- [WHAT IS EXPECTED] Swap every "Exercise" in the records below for "Task" and write them out again with nothing else altered. Leave the pictures out.

::::

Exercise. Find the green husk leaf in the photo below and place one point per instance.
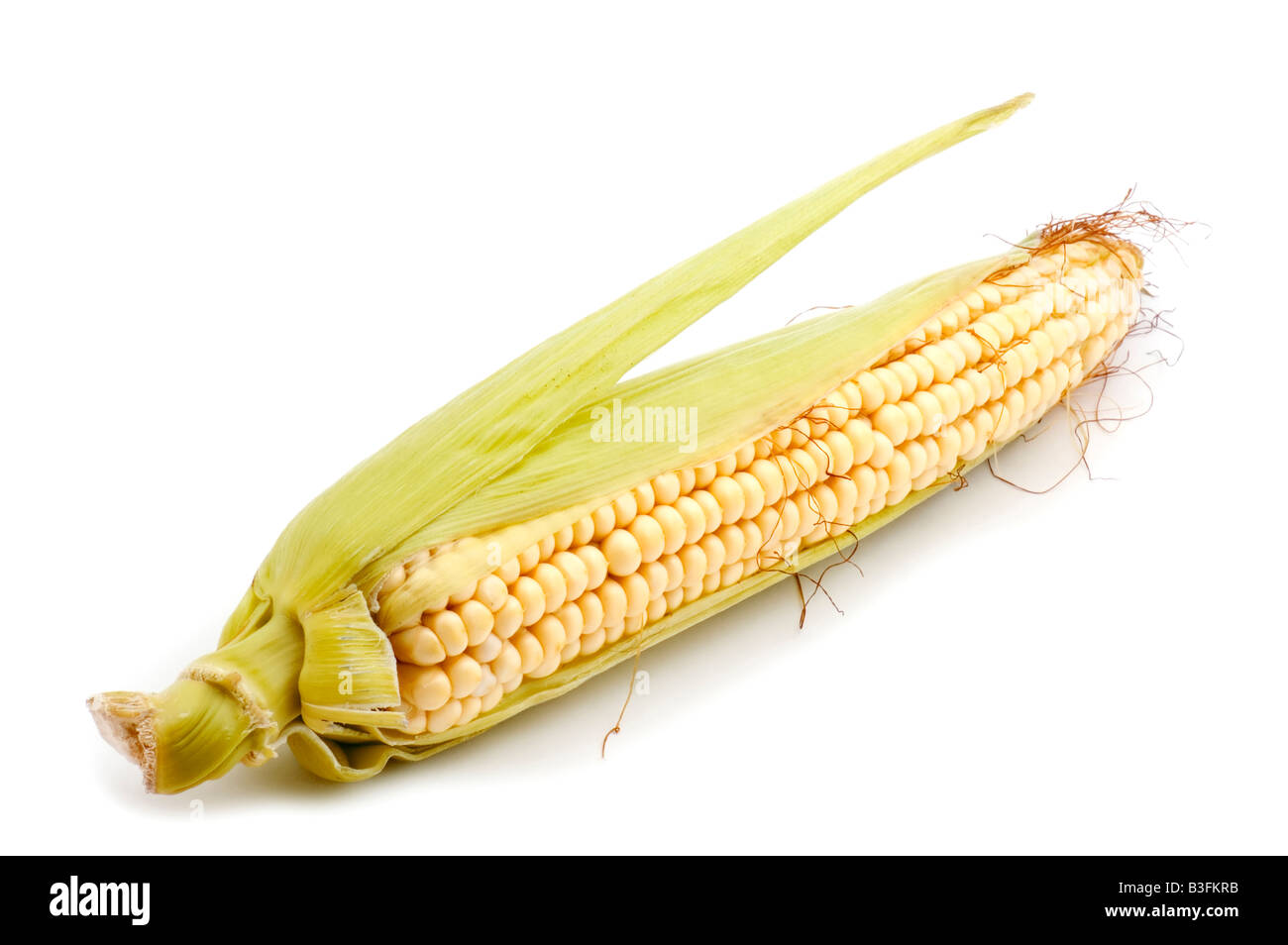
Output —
(373, 748)
(735, 393)
(360, 527)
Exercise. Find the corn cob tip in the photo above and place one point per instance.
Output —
(189, 733)
(125, 722)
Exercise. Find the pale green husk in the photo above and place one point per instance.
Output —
(511, 459)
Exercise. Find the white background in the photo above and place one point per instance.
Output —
(244, 245)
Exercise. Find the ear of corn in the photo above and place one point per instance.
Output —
(876, 443)
(496, 555)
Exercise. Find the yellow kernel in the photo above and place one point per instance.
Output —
(487, 649)
(552, 635)
(666, 488)
(449, 627)
(584, 531)
(674, 528)
(674, 571)
(695, 519)
(622, 553)
(656, 576)
(892, 387)
(625, 510)
(871, 390)
(733, 541)
(636, 592)
(713, 549)
(613, 600)
(572, 572)
(509, 618)
(804, 465)
(752, 493)
(563, 538)
(711, 509)
(529, 558)
(644, 497)
(928, 409)
(892, 421)
(591, 643)
(695, 562)
(445, 717)
(596, 566)
(478, 621)
(417, 645)
(425, 686)
(948, 402)
(656, 609)
(915, 456)
(605, 520)
(465, 675)
(907, 376)
(471, 707)
(841, 452)
(921, 368)
(531, 597)
(728, 493)
(591, 613)
(492, 698)
(490, 592)
(648, 537)
(509, 664)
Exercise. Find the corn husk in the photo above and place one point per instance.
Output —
(493, 471)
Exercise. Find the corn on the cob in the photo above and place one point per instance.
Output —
(410, 608)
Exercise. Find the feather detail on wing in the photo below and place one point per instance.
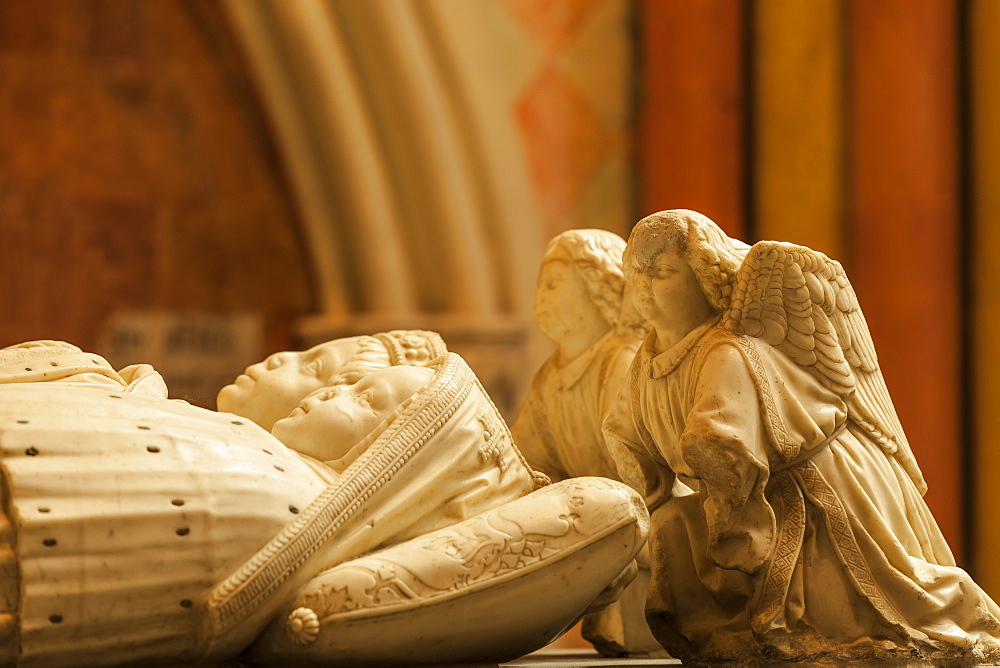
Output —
(801, 302)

::::

- [COMPLETE ANSWER]
Task. Find the green husk leaf in the photo below and place one point per instance.
Output —
(373, 748)
(735, 393)
(360, 527)
Task. Find the corn cob tip in the photo above and place one point per instance.
Output —
(189, 733)
(125, 722)
Task. Find the pale green husk in the photo above and place one point per instance.
Output —
(511, 459)
Task. Find the white background in the photo above and place one point per instance.
Output —
(244, 245)
Task. Find the ear of corn in the photo above and place one point per instance.
Output —
(876, 443)
(496, 555)
Task. Find the yellow kernel in the photo above and place one point per instance.
Output —
(487, 649)
(552, 635)
(666, 488)
(449, 627)
(584, 531)
(674, 528)
(674, 571)
(695, 519)
(622, 553)
(656, 576)
(892, 387)
(625, 510)
(871, 390)
(733, 541)
(636, 592)
(713, 549)
(613, 600)
(572, 572)
(509, 618)
(804, 465)
(752, 493)
(563, 538)
(711, 509)
(529, 558)
(644, 497)
(928, 409)
(892, 421)
(591, 643)
(695, 562)
(445, 717)
(596, 566)
(478, 621)
(417, 645)
(425, 686)
(948, 402)
(656, 609)
(915, 456)
(605, 520)
(465, 675)
(907, 376)
(471, 707)
(841, 452)
(921, 368)
(531, 597)
(728, 493)
(591, 613)
(492, 698)
(490, 592)
(648, 537)
(509, 664)
Task. Find the corn husk in the photo above and place one point per instance.
Output —
(493, 471)
Task. Find the corn on the cob in the photo above and place one point per instance.
Output —
(410, 608)
Task. Find the feather detail on wing in the photo below and place one point per instance.
Output —
(801, 302)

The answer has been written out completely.